The article noted that the county health department’s website does not mention the virus or vaccination sites. It quoted a retired teacher who said, “I’m worried sick about our community and our schools. … You have to be very careful about who you have a conversation with. People get angry and you can’t carry on a conversation. There’s too much anger involved.”
I paid attention because Sandy and I took our grandsons to Tennessee in June, before the delta variant showed up and things seemed to be improving. We spent time in Franklin County, where Sandy grew up, but drove over to Grundy, which is next door. Pretty spot. But I noticed not a mask anywhere.
Too much anger, the teacher said. Last year we heard about ugly confrontations at Wal-Marts, restaurants, and elsewhere between customers and employees. A security guard was killed at a Michigan store when he tried to enforce the mask rule. The fight then moved to school boards, defenders of mandates versus anti-maskers, anti-vaxxers.
The pandemic hangs on, thanks in great share to McMasters, Lee in Tennessee, Reeves in Mississippi, DeSantis in Florida, and so on, and the legislators who support them. They tapdance around a notion of “liberty” and “personal responsibility” that enthralls folks who think they recall hearing somewhere that “liberty” or “freedom” mean their personal priorities come ahead of others’ rights. That is, self outweighs community. People who think this way are those who believe someone, President Biden, the CDC, the state health department, is trying to force them to get vaccinated. And where do they get off trying to take away our freedom?

• INFORMATION SUPPLIED:

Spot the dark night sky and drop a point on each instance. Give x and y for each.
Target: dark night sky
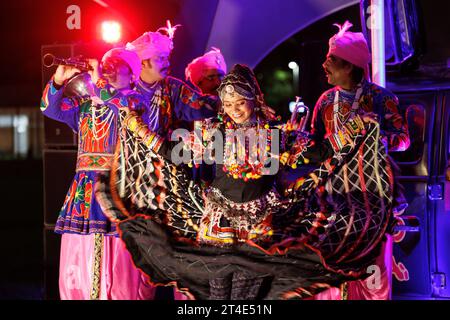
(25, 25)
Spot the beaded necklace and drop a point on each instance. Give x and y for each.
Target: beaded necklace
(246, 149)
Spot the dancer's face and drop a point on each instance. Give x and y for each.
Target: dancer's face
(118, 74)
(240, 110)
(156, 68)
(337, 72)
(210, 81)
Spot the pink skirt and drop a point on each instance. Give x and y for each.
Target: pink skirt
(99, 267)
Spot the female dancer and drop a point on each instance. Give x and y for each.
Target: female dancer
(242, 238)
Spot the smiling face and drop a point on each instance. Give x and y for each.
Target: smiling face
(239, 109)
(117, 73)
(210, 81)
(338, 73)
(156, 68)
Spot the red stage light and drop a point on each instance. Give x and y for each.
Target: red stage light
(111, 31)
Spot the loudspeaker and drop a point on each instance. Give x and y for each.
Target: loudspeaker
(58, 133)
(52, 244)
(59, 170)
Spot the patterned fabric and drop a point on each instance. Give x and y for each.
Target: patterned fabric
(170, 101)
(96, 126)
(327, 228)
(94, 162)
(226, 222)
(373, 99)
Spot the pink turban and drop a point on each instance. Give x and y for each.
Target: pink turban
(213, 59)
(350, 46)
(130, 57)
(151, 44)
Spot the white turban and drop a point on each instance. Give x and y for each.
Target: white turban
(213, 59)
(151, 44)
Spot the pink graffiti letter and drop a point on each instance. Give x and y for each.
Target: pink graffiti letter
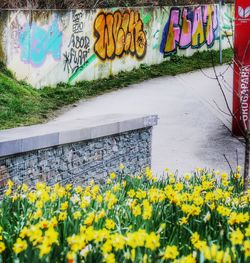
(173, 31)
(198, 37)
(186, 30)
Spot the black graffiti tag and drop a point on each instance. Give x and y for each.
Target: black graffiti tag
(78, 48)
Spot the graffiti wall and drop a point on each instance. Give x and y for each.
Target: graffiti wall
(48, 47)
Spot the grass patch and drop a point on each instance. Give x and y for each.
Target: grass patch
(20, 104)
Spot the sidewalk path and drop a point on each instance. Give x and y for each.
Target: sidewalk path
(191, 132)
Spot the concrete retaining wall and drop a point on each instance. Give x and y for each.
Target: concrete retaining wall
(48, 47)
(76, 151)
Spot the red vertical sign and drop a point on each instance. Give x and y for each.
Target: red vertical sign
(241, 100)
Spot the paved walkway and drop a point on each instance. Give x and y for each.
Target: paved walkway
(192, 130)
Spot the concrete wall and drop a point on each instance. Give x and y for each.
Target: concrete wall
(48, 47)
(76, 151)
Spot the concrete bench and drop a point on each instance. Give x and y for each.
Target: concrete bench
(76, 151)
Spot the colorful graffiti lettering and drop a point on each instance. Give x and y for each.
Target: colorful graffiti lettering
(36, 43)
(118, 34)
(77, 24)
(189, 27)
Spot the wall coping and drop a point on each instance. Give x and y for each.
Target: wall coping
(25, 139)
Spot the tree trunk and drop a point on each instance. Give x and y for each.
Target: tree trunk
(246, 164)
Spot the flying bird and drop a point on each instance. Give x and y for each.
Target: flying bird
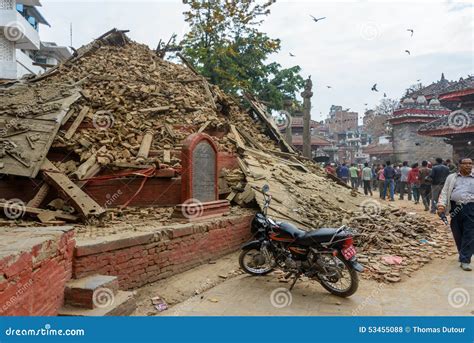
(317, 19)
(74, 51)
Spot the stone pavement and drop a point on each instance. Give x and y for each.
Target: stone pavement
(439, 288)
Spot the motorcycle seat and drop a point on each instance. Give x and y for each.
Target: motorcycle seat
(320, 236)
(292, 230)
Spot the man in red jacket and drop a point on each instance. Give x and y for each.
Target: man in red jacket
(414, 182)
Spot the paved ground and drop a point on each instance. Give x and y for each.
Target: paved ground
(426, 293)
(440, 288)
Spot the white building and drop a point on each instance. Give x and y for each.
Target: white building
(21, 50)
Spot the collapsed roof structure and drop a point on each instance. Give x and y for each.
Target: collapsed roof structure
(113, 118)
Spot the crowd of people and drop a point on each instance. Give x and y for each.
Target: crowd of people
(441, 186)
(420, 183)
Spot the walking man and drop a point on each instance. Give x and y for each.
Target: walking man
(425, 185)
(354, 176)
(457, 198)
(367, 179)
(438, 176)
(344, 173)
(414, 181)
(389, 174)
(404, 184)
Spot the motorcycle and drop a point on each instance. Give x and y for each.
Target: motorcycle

* * *

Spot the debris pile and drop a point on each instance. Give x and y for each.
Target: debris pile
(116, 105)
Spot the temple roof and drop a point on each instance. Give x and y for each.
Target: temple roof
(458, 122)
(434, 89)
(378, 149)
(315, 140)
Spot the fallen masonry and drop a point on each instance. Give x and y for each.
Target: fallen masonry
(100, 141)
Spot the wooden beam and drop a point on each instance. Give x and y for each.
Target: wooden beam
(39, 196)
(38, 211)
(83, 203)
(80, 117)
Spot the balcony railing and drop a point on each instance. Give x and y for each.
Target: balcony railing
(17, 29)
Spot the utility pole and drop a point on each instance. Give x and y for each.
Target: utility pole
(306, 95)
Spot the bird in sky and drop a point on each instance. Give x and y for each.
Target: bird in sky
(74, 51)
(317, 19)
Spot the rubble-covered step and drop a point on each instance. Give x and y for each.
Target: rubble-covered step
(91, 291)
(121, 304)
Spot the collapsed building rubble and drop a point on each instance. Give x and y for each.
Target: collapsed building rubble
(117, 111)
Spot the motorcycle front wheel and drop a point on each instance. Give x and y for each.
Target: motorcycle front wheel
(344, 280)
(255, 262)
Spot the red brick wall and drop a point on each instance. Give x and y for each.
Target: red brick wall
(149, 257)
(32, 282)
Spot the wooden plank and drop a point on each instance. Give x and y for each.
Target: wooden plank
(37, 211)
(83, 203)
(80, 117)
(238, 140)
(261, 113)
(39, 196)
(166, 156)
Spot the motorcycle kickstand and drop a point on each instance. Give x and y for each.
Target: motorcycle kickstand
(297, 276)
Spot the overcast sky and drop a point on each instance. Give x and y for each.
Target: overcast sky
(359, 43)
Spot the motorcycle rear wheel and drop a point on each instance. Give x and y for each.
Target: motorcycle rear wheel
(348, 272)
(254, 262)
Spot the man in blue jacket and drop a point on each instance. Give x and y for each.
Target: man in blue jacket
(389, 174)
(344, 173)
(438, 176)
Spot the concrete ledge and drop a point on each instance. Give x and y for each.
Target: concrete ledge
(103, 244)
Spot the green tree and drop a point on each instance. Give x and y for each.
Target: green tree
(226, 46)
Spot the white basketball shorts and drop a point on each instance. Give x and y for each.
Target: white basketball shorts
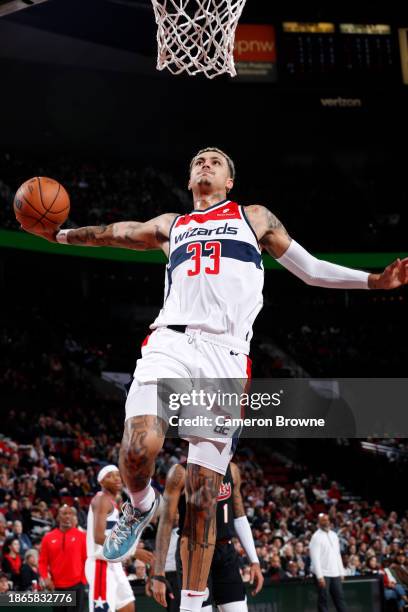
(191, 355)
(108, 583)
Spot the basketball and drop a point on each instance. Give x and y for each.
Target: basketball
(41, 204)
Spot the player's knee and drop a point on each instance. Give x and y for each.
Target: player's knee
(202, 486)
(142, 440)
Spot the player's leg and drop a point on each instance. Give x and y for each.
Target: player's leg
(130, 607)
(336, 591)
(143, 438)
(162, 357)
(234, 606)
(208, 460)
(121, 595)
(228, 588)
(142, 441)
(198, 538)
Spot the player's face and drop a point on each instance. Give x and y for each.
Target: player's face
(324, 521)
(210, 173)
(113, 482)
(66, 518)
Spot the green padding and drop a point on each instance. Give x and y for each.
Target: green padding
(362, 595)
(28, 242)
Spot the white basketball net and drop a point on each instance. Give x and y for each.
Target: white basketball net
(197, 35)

• DIRECTIONS:
In the commentary on pandemic anger, what happened to the security guard at a Michigan store?

• TASK ANSWER:
He was killed when he tried to enforce the mask rule.